(Extracted data entries)
◇ ◇ ◇ ◇ ◇

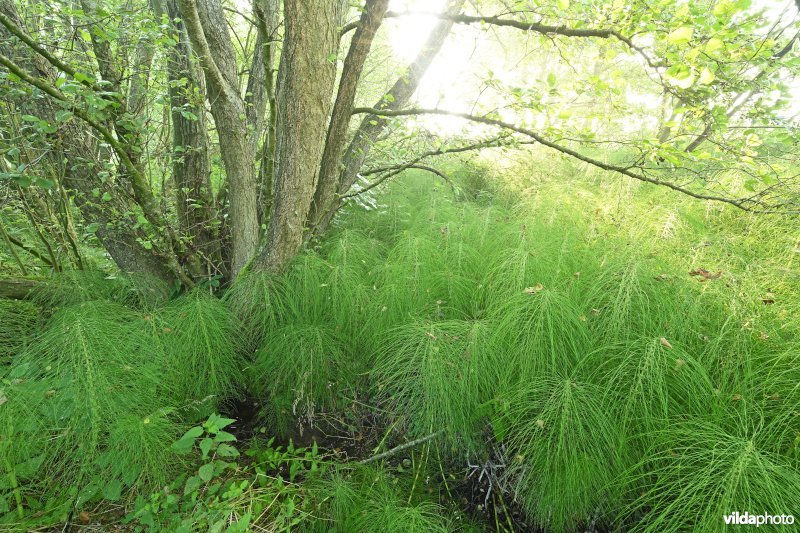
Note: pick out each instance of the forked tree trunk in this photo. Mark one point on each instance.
(306, 79)
(190, 167)
(207, 28)
(372, 127)
(115, 227)
(371, 19)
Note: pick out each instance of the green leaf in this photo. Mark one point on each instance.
(224, 436)
(706, 76)
(192, 484)
(680, 36)
(205, 446)
(206, 472)
(113, 490)
(713, 45)
(226, 450)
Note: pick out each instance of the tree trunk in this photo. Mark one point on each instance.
(190, 168)
(371, 19)
(306, 79)
(115, 229)
(208, 32)
(372, 126)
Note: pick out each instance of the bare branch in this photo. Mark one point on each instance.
(626, 171)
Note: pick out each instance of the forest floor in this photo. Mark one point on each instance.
(576, 361)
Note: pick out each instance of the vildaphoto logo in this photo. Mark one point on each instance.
(747, 519)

◇ ◇ ◇ ◇ ◇

All lines from the one containing "Note: pick out each instance of the forest" to the last line above should be reproduced exactly, and no other lines should be given.

§ Task response
Note: pick out each instance of the forest floor in this photo. Mark one point on each instance.
(576, 361)
Note: pick out each instance of the vildaphoto logo in this photo. Mark one point on each instance.
(747, 519)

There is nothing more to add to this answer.